**** INFORMATION SHOWN ****

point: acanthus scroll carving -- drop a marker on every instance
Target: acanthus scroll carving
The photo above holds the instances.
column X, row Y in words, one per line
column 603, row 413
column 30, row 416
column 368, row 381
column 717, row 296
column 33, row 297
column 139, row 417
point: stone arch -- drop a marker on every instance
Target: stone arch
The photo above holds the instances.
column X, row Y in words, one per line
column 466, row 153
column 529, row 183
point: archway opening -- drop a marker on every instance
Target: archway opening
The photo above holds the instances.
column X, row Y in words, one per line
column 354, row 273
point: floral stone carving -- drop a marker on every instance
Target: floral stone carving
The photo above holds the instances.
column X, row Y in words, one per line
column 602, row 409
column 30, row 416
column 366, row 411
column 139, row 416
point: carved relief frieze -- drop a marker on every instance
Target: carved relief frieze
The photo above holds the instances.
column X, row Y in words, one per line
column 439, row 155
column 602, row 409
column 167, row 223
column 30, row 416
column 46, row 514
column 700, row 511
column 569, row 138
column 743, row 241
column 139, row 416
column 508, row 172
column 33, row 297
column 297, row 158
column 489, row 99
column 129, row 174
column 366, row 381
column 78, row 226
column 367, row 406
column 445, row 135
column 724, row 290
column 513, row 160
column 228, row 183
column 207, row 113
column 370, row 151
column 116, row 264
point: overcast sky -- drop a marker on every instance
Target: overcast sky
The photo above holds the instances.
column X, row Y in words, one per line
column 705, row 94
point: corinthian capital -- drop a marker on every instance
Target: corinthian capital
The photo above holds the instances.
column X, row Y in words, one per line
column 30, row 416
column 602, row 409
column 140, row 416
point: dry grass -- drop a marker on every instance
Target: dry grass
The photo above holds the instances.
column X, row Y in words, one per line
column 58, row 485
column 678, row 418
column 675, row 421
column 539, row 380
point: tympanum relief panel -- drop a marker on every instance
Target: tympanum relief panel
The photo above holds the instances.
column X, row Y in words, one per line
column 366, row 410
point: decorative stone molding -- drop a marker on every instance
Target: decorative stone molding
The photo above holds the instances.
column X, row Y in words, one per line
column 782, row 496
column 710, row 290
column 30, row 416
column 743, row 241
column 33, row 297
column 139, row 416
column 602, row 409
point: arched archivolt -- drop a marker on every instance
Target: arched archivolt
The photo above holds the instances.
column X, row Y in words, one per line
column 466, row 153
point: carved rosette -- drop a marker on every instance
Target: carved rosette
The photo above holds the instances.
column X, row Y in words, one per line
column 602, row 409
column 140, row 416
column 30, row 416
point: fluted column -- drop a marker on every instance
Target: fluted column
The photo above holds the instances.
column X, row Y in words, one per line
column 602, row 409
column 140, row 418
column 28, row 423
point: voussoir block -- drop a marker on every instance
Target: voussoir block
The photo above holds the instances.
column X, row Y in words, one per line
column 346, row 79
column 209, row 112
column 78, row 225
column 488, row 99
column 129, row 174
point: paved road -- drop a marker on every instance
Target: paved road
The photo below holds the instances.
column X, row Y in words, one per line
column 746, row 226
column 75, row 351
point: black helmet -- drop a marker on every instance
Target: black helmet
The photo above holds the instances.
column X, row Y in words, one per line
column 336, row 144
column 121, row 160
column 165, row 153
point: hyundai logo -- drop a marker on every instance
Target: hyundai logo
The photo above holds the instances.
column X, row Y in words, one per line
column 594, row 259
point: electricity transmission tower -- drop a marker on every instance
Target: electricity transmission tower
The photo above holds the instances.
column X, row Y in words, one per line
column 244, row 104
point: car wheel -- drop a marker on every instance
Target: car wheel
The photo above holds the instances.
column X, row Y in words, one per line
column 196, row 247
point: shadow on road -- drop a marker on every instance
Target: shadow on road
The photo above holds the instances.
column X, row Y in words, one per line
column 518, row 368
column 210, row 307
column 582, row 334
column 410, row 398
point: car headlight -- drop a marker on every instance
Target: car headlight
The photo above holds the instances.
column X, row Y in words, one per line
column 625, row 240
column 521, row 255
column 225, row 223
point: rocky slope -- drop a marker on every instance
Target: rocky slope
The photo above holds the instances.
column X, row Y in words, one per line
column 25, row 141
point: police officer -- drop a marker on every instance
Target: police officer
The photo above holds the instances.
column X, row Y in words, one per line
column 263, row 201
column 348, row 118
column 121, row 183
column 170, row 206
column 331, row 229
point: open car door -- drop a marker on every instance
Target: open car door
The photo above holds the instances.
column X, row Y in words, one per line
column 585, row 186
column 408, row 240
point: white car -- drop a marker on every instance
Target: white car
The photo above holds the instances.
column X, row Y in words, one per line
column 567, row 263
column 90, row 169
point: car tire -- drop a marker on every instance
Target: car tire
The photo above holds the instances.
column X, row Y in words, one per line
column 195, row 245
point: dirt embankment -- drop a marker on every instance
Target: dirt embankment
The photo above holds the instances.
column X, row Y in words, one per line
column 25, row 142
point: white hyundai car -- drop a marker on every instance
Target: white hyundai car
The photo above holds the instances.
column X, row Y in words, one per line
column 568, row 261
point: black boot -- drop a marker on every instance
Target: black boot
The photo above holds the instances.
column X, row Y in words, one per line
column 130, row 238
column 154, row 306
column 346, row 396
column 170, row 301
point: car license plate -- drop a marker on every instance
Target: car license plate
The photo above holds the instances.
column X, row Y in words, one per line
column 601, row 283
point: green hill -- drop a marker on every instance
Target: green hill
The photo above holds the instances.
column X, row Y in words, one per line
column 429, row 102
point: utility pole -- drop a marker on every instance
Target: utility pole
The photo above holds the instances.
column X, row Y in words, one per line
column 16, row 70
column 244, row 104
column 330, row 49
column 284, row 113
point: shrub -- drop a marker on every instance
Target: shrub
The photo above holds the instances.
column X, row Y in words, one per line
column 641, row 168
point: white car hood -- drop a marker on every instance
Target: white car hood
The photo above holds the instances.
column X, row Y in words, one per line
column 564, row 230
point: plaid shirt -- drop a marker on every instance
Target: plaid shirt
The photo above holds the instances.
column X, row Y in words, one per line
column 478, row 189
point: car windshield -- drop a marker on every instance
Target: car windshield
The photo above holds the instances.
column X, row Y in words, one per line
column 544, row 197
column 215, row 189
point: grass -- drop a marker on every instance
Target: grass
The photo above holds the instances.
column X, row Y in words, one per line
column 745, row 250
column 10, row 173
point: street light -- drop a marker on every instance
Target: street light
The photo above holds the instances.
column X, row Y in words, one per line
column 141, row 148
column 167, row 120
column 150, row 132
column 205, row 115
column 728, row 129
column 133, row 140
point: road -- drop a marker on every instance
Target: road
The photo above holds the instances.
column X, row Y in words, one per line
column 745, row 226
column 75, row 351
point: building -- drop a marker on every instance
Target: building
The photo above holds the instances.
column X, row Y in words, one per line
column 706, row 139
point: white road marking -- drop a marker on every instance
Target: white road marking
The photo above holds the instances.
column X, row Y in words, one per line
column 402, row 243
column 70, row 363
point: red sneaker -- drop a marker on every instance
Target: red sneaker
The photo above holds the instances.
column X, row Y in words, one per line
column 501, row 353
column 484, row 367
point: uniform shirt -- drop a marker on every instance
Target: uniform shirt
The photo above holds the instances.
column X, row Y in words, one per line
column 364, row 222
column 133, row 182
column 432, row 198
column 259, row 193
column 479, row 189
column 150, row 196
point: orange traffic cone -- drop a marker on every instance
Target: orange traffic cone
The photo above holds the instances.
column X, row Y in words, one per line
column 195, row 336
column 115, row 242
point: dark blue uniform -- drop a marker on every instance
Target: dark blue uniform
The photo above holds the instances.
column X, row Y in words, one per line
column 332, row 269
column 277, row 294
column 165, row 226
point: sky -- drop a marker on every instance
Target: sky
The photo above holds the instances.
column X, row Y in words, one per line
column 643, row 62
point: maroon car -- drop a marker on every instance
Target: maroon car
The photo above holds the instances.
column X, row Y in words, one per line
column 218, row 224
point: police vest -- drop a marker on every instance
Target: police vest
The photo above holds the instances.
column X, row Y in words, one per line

****

• _AIM_
Turn the rows beginning with the line that contains "point: stone arch" and continuing through the line that contains "column 354, row 273" into a two-column CSV with the headers text and answer. Put each value in one quoted field with line breaks replaced by spaces.

• _ANSWER TO THE TASK_
text,answer
"point: stone arch -- drop a marker on every instance Target: stone arch The photo above holds the instances. column X, row Y in words, one per line","column 466, row 153 column 529, row 183"
"point: archway opening -- drop a marker on every instance Target: archway opening The photo above holds the instances. column X, row Y in words, one per line","column 354, row 273"